▸ **Task**: Among the lines below, take the one holding "wanted | a marker on every instance of the sidewalk", the one holding "sample | <point>576,38</point>", and all lines between them. Set them down exactly.

....

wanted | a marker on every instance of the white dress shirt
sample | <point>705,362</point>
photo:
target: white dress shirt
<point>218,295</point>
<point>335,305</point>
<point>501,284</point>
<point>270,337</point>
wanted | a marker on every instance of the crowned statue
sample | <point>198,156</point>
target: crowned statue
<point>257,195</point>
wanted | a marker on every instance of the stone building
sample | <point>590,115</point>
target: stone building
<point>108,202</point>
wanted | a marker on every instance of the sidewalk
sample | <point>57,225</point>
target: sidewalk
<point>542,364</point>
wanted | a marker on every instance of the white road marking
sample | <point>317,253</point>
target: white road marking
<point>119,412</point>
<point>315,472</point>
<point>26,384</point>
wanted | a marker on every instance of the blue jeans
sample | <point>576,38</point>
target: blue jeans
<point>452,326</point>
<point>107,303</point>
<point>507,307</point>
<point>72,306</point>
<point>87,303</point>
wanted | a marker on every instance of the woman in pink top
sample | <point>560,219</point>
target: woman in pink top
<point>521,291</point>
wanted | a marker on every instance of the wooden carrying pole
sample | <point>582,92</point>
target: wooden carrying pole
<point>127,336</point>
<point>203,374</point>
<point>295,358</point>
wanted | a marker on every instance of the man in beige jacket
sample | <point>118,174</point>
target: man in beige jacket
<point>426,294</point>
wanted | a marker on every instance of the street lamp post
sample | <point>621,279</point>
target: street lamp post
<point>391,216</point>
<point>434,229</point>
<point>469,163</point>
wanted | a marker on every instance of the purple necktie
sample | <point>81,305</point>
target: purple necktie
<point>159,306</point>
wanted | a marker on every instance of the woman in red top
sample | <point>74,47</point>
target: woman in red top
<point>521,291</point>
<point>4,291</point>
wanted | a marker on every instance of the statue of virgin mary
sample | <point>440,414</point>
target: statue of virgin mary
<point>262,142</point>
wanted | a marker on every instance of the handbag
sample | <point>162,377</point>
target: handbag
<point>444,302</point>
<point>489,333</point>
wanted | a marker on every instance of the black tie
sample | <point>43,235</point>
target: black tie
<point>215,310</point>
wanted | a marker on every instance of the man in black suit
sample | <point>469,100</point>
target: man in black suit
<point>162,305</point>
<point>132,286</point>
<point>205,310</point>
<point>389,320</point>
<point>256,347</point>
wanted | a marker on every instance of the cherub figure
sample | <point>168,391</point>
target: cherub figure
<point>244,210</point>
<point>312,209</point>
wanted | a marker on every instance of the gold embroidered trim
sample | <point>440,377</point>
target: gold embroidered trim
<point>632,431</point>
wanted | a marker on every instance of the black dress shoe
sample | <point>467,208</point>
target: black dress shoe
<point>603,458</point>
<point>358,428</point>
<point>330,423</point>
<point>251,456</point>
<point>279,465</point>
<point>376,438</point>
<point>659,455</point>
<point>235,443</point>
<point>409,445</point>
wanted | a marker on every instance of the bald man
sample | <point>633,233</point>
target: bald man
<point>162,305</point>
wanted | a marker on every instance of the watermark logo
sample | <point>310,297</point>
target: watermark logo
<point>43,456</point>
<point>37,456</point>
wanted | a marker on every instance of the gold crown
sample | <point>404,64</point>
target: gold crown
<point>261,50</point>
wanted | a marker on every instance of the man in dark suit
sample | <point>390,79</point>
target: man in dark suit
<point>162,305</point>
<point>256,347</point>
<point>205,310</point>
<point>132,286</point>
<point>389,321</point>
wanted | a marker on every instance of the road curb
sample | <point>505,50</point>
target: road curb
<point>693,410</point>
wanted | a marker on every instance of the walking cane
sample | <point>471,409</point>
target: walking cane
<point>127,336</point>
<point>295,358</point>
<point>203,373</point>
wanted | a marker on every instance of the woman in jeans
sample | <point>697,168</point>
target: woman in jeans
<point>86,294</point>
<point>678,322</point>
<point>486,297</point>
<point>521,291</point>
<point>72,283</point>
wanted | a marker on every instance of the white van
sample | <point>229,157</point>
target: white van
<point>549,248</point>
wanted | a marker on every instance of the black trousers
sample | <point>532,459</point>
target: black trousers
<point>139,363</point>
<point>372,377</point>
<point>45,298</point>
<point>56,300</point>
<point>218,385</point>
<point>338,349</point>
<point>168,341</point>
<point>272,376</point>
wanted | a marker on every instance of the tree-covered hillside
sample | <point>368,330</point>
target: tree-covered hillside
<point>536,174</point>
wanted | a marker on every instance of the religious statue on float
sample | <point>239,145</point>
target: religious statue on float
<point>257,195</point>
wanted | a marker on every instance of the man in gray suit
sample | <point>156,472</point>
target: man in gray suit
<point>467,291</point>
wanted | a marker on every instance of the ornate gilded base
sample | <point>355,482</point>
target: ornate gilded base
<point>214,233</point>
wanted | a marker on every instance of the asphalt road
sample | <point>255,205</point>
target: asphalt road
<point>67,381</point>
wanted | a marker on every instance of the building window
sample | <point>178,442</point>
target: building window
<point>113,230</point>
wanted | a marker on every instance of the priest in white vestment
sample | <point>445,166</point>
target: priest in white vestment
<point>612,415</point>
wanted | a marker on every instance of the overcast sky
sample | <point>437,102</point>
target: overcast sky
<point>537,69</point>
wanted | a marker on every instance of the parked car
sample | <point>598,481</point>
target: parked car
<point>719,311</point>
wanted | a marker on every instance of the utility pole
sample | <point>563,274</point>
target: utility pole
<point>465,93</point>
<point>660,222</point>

....

▸ **Solution below**:
wanted | a marker on every instance of the sidewalk
sample | <point>57,225</point>
target: sidewalk
<point>542,364</point>
wanted | a marker on every instance of the white road marking
sample | <point>317,253</point>
target: white road marking
<point>119,412</point>
<point>315,472</point>
<point>26,384</point>
wanted | a marker on every instance of the blue jeans
sample | <point>576,38</point>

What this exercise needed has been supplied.